**Written task**
Rewrite the lines starting with the one that contains "cream knit texture." and going on through the end of the lines, changing "cream knit texture" to "beige wool fabric" and leaving everything else the same. Leave the pictures out of your answer.

**Material to process**
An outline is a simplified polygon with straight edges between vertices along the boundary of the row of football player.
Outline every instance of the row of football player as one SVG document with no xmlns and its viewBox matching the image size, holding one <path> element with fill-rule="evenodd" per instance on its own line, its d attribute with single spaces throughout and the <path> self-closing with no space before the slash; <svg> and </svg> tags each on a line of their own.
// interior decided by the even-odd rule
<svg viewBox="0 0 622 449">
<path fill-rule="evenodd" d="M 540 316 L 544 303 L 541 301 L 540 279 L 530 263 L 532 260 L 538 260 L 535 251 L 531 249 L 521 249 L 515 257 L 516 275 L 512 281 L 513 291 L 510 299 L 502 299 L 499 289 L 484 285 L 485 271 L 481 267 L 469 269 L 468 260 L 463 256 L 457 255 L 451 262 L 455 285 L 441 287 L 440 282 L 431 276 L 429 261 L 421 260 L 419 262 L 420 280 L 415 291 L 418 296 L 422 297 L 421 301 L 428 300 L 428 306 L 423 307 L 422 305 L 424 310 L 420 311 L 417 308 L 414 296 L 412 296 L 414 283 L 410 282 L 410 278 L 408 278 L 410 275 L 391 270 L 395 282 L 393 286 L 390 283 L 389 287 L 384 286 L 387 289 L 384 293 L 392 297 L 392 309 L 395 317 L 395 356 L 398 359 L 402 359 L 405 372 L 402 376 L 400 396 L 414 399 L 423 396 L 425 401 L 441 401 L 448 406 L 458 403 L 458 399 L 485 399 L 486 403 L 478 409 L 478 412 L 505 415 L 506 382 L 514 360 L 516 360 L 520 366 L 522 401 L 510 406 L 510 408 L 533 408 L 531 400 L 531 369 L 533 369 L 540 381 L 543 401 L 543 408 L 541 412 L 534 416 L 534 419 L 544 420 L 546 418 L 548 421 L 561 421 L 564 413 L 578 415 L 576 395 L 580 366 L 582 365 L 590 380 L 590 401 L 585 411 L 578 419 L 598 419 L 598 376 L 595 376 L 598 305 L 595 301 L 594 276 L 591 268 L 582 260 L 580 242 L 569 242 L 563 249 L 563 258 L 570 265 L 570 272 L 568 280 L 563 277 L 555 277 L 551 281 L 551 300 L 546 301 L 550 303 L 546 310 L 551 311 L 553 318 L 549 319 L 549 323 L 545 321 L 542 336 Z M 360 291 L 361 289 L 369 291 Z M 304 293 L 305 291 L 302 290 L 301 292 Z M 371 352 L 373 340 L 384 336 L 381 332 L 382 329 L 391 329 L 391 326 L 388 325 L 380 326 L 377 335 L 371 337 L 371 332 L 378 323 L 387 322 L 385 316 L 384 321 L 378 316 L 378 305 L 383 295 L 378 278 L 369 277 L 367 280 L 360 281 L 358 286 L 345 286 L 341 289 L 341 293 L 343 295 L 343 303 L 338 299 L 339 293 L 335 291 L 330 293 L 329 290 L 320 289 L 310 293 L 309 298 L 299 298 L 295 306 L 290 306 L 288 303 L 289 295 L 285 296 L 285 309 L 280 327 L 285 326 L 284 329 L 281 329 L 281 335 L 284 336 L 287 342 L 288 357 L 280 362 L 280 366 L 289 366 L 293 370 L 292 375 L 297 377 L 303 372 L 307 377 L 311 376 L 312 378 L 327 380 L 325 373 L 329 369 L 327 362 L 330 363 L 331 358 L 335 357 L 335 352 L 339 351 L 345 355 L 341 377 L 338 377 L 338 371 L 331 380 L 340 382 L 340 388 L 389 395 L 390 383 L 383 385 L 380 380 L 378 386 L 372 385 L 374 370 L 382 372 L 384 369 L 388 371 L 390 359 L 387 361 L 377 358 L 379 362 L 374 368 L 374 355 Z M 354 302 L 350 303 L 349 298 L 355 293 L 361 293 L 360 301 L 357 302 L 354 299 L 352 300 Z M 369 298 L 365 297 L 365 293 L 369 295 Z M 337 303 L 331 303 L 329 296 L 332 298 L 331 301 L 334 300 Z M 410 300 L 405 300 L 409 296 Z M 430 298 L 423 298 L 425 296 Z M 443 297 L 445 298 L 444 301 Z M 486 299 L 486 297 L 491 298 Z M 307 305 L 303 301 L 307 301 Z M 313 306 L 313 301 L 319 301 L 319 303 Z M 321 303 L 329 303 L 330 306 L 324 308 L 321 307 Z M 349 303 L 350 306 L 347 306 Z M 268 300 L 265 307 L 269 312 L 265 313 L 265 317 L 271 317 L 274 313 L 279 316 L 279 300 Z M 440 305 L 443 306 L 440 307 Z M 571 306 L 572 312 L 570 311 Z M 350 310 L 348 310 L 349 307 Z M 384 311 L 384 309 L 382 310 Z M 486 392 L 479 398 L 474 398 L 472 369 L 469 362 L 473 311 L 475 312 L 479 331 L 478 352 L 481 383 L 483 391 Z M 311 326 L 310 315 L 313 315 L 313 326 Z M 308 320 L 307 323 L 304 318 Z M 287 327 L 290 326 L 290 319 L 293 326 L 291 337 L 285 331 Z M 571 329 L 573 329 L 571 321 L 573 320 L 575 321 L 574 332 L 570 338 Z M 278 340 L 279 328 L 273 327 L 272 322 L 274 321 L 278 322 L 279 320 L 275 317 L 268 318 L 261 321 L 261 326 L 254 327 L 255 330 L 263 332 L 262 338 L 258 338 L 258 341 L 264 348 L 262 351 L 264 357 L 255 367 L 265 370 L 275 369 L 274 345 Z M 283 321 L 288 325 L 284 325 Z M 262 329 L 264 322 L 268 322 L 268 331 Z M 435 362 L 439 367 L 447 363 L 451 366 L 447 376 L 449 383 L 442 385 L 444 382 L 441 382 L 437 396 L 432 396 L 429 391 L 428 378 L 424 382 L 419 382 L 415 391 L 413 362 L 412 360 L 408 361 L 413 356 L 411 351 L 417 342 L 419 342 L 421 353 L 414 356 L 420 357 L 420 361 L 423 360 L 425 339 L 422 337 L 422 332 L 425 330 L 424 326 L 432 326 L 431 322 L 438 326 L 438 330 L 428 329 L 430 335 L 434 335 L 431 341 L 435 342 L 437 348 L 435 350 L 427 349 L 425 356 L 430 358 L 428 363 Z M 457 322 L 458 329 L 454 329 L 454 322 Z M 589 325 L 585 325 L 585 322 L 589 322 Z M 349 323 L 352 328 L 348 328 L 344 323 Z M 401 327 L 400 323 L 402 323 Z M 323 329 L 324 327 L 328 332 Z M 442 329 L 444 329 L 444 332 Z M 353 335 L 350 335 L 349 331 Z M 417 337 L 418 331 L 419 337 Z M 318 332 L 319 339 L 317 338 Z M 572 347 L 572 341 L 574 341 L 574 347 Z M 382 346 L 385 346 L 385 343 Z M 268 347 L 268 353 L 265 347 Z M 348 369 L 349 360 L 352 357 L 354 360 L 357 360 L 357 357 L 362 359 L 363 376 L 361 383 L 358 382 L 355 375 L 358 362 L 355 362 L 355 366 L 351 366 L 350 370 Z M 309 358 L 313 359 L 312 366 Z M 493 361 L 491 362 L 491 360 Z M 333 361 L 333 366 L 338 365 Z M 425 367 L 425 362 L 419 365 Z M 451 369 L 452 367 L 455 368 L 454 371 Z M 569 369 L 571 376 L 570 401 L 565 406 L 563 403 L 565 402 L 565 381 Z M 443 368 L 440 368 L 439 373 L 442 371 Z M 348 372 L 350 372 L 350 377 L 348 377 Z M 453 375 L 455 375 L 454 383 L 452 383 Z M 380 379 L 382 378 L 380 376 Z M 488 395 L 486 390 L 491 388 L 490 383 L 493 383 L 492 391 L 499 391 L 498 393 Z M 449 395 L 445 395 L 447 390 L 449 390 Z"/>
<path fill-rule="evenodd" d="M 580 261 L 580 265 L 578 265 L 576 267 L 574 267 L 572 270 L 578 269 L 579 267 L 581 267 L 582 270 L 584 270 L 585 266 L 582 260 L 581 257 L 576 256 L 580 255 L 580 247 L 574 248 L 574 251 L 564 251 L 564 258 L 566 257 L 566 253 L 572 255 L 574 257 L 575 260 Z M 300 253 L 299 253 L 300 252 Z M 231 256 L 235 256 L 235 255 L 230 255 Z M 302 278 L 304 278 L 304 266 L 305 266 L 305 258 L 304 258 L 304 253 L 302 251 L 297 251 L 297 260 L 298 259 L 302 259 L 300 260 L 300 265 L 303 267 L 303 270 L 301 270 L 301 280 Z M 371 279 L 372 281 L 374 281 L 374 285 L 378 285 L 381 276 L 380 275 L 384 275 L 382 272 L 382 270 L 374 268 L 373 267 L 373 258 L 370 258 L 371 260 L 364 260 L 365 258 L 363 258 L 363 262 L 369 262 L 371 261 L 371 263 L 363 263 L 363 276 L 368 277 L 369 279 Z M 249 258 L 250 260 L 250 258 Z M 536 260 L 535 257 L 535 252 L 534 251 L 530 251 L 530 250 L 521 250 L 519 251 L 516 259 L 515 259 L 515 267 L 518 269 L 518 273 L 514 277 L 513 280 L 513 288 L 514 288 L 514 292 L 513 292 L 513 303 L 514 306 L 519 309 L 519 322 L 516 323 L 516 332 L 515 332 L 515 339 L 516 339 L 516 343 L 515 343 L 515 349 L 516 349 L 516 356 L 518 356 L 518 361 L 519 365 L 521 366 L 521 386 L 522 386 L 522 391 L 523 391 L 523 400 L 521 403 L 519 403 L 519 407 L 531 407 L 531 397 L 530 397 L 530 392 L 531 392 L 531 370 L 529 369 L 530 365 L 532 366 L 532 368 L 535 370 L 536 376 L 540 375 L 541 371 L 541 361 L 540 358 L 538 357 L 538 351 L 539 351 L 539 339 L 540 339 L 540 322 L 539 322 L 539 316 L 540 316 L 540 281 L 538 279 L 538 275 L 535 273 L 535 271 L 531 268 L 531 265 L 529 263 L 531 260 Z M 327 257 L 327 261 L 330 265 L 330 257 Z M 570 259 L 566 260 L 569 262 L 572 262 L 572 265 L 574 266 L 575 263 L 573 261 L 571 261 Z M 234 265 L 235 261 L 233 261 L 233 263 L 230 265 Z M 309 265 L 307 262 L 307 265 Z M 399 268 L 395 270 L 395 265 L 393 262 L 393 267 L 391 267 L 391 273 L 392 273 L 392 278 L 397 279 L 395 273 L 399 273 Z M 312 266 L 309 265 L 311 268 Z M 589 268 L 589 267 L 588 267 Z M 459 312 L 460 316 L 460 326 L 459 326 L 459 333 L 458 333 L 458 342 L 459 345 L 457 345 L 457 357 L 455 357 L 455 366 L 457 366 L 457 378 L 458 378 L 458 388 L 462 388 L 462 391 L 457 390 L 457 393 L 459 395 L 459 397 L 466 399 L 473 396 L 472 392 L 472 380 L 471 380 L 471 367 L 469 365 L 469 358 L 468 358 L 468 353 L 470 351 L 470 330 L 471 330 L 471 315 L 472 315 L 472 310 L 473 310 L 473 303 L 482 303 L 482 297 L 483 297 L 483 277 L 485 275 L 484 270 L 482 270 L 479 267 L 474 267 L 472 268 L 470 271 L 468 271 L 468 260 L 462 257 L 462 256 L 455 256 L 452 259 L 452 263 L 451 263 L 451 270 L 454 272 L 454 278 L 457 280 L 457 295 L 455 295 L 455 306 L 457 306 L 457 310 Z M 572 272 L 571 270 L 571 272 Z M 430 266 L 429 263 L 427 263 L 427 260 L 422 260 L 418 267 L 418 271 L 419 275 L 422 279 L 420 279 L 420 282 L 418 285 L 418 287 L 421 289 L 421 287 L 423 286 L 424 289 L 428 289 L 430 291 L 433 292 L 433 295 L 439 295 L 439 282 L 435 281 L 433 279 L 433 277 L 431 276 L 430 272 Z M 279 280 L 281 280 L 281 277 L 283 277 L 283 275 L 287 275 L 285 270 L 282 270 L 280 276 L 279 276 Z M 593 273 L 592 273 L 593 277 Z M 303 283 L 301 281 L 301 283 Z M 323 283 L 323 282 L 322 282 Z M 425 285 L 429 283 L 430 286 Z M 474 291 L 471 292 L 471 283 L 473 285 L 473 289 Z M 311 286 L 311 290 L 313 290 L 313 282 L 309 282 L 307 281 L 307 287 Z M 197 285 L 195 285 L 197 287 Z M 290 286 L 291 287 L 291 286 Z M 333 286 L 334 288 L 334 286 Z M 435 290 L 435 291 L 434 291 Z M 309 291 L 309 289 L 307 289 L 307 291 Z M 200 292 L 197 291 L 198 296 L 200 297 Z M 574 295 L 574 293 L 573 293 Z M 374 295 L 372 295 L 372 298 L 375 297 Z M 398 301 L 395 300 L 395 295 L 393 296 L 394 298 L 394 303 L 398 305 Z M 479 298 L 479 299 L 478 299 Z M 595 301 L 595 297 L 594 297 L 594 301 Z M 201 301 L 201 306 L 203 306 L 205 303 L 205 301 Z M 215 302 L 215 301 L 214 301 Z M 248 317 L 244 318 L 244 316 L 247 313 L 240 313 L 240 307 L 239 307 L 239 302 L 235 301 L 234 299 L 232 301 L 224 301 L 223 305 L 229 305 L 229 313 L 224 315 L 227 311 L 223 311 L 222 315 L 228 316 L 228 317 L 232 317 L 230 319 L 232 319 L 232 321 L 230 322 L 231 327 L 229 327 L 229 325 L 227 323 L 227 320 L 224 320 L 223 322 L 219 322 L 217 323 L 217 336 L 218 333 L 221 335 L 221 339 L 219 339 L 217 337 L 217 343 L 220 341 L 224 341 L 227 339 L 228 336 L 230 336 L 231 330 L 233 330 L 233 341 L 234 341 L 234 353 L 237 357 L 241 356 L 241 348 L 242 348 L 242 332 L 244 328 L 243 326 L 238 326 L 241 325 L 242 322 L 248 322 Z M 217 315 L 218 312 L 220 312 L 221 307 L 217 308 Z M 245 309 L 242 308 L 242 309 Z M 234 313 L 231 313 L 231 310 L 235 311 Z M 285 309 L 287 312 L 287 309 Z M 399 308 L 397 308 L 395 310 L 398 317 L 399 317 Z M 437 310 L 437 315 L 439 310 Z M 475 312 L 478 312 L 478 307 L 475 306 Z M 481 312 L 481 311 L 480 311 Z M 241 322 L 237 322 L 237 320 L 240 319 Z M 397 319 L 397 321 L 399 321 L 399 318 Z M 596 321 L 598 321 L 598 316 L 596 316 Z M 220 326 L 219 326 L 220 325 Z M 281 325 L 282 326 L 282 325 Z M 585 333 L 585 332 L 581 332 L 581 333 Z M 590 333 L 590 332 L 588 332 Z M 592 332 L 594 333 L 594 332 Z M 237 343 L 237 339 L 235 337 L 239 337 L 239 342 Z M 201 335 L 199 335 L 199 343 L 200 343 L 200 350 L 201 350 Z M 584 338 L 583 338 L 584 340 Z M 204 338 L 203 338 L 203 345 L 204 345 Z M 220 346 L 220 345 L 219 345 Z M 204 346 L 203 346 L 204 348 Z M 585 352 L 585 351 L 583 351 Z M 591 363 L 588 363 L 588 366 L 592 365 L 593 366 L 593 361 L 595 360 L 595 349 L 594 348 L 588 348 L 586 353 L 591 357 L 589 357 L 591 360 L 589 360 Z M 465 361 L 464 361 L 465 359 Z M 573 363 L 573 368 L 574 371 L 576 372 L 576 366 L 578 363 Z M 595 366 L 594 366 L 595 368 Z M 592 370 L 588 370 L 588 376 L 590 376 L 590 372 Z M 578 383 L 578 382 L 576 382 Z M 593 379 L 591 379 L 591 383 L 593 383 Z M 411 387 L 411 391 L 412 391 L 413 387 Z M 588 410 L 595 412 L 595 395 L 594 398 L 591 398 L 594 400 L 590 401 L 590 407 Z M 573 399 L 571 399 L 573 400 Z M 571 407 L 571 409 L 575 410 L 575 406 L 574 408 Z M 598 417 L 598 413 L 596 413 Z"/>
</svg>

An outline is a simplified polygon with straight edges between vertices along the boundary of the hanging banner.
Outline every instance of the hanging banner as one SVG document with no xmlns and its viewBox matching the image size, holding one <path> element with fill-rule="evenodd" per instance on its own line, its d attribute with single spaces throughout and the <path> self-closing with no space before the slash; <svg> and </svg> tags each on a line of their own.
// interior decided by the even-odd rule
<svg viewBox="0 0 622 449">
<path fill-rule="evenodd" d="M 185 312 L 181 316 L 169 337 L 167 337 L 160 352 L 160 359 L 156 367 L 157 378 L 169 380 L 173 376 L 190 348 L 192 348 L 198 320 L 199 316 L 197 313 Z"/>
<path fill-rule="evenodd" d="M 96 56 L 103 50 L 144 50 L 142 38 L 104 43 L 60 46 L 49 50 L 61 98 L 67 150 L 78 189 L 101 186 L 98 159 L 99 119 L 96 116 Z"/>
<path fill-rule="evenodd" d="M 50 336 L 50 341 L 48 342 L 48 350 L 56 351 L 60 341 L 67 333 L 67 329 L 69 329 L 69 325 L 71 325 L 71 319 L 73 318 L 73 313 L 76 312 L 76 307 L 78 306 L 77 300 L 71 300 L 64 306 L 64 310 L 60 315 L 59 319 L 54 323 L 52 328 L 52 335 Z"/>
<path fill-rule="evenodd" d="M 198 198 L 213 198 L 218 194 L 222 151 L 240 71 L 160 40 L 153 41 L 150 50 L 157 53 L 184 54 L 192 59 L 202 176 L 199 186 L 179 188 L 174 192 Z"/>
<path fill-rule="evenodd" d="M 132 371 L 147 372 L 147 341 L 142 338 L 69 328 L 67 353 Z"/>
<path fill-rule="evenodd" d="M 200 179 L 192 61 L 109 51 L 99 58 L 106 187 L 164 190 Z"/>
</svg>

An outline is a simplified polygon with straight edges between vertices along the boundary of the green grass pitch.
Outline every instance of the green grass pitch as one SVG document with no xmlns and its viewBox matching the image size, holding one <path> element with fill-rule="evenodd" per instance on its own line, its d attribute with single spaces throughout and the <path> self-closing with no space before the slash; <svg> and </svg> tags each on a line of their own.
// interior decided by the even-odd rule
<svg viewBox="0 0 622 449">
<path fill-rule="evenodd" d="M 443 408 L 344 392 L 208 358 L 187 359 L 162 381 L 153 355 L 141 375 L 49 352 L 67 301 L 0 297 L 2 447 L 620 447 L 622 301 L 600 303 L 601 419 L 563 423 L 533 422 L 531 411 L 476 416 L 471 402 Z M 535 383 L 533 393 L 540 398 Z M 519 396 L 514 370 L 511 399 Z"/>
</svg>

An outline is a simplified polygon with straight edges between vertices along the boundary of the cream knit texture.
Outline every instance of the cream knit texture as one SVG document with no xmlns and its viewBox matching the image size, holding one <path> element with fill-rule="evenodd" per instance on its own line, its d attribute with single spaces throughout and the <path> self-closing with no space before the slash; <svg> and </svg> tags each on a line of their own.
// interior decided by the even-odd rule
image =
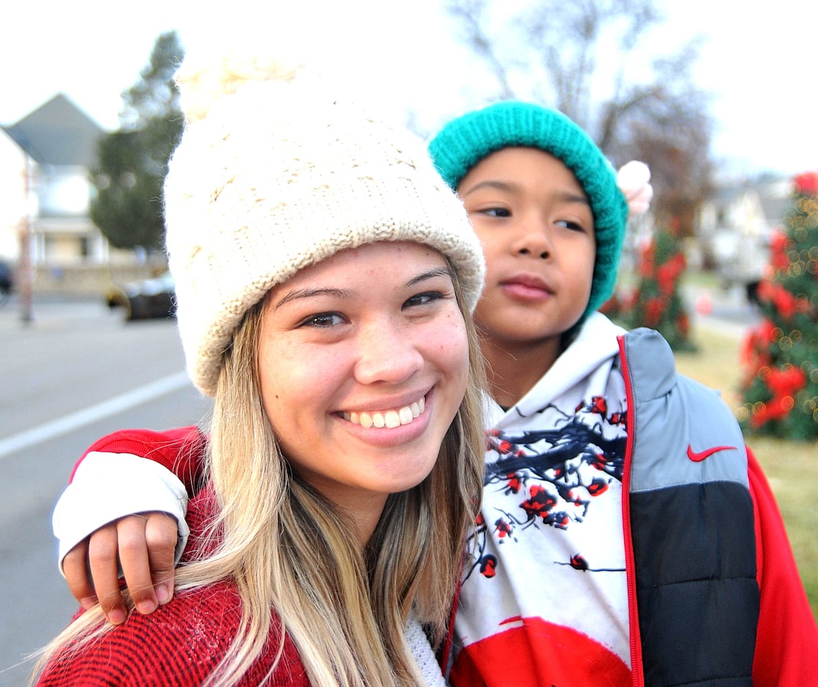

**Output**
An outline is a simplified polygon with straight edges between vertices along the boundary of the beige wool fabric.
Outline every instance of the beige wool fabric as one SVG document with no xmlns and its viewBox matching the image size, holding one <path> element with fill-rule="evenodd" per instance on its own line, its d attribute with single spaces throughout and the <path> self-closing with no space before the slash; <svg> and </svg> tags each on a line of their own.
// interior decided by the even-odd rule
image =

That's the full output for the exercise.